→ Provided passage
_ _ _ _

An investigation has shown that the average cost per kilometer (km) of the newly contracted Kano-Maradi rail line exceeds similar projects under the Programme for Infrastructure Development in Africa (PIDA), as estimated by the African Union (AU) by, at least, 100 per cent.

The Federal Government, recently, announced that it signed a Memorandum of Understanding (MoU) with Mota-Engil Group for the construction of the 283.75 Kano-Maradi standard-gauge rail at a contract cost of $1.959 billion.

A press release by the Federal Ministry of Transportation said the line would traverse Jigawa and Katsina to get to Maradi in the Niger Republic, raising eyebrows from different parts of the country.

A breakdown of the contract sum shows that it will cost the Federal Government approximately $6.91 million (or N2.6 billion) per km to deliver the project expected to be ready in the next three years.

Findings have shown that it is much cheaper to deliver similar projects in other parts of Africa. More importantly, the quotation for a similar distance under Africa’s rail connectivity programme being discussed at the continental level is less than half of what Nigeria will spend to execute a bilateral project but which the country has chosen to shoulder alone.

In an AU document titled ‘Towards the African Integrated High-Speed Railway Network (AIHSRN) Development’ the Union puts the estimates of the new railway line needs of the continent at 12, 000km, which are expected to be completed at a cost outlay of $36 billion.

“Under PIDA, 11 ARTIN corridors have been determined to require modernisation of existing railway lines and construction of new, modern rail lines as soon as possible as traffic demand is expected to exceed 10 million tons annually by 2040. In this regard, it is estimated that about 12,000 km of new railway lines would be built under the PIDA programme at a cost of about US$ 36 billion,” the strategy document revealed.

At the estimated cost, the quote per km of rail track is $3 million, which is 57 per cent less than what the Nigerian Government, which has been part of the AU rail programme conceptualisation, will pay the Portuguese-owned Mota-Engil Group for the Nigeria-Niger rail contract.

_ _ _ _

→ Recorded information

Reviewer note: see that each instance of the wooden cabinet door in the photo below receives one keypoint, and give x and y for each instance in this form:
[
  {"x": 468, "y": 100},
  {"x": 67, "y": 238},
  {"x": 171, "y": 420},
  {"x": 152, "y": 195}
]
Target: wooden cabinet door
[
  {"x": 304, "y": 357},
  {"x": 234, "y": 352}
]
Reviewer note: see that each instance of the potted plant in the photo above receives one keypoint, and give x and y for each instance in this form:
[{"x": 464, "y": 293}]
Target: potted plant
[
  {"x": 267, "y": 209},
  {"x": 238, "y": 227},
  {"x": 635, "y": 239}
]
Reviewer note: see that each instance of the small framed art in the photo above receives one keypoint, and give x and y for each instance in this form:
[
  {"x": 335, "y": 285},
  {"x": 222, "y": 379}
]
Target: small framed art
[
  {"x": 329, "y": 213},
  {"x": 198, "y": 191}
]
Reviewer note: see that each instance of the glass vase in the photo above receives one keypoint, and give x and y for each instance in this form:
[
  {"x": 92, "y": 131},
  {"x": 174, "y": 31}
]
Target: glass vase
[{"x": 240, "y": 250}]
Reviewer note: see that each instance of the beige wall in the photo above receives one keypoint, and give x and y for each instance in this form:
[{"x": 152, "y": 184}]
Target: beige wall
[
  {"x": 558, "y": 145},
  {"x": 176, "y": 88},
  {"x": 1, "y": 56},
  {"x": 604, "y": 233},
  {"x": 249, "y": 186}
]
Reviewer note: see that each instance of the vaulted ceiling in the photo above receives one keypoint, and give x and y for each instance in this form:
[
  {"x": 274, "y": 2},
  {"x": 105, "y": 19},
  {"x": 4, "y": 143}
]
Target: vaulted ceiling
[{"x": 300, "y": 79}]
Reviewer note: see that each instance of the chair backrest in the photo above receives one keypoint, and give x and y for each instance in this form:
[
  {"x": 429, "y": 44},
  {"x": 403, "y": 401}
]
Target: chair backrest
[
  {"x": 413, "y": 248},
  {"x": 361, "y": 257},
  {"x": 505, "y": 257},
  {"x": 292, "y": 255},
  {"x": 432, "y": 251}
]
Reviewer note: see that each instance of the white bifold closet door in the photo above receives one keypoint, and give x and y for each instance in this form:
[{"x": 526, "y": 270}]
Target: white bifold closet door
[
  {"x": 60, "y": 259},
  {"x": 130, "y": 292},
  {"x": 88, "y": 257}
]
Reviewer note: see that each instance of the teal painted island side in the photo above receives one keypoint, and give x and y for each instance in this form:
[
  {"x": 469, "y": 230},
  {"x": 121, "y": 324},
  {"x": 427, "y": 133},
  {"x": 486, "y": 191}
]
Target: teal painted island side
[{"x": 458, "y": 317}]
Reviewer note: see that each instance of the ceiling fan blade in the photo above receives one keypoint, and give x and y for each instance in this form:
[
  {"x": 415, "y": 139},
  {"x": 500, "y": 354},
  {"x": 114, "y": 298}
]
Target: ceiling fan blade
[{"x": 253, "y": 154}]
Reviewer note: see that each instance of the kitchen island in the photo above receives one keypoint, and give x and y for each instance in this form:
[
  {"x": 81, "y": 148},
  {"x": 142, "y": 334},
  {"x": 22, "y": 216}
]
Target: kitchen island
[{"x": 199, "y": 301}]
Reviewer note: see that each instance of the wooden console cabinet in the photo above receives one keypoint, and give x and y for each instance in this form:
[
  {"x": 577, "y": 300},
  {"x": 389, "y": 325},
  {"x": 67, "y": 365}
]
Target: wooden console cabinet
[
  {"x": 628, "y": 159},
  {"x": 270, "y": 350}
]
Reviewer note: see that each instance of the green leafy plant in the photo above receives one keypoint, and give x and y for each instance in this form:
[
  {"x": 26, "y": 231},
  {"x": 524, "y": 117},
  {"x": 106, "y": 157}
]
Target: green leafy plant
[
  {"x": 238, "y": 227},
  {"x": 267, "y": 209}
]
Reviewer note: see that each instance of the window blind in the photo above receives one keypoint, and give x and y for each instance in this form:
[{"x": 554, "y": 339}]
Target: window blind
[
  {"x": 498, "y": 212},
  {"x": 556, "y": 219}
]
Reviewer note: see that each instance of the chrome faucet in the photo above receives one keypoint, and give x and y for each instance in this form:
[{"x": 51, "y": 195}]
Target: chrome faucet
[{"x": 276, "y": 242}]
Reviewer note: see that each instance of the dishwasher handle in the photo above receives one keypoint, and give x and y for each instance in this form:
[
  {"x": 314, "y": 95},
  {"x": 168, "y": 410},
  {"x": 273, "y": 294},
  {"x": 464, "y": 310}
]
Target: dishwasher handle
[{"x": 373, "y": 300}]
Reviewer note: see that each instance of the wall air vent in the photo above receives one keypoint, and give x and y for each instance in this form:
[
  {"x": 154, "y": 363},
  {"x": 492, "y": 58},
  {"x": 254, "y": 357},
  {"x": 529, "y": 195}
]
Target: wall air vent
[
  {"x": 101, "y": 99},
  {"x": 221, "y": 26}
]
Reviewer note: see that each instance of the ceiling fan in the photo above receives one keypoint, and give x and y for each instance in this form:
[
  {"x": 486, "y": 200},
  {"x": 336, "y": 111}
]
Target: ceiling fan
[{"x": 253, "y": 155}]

_ _ _ _

→ To do
• 1. What per-kilometer cost does the article on the Kano-Maradi rail line give for the Federal Government to deliver the project?
• 2. From the rows, pull out every line that contains the string "bifold". Matching is case-sensitive.

→ Responses to the exercise
• 1. Approximately $6.91 million (or N2.6 billion) per km.

• 2.
Reviewer note: see that each instance of the white bifold closet door in the photo above receives one keypoint, and give x and y for each instance in this form:
Target: white bifold closet door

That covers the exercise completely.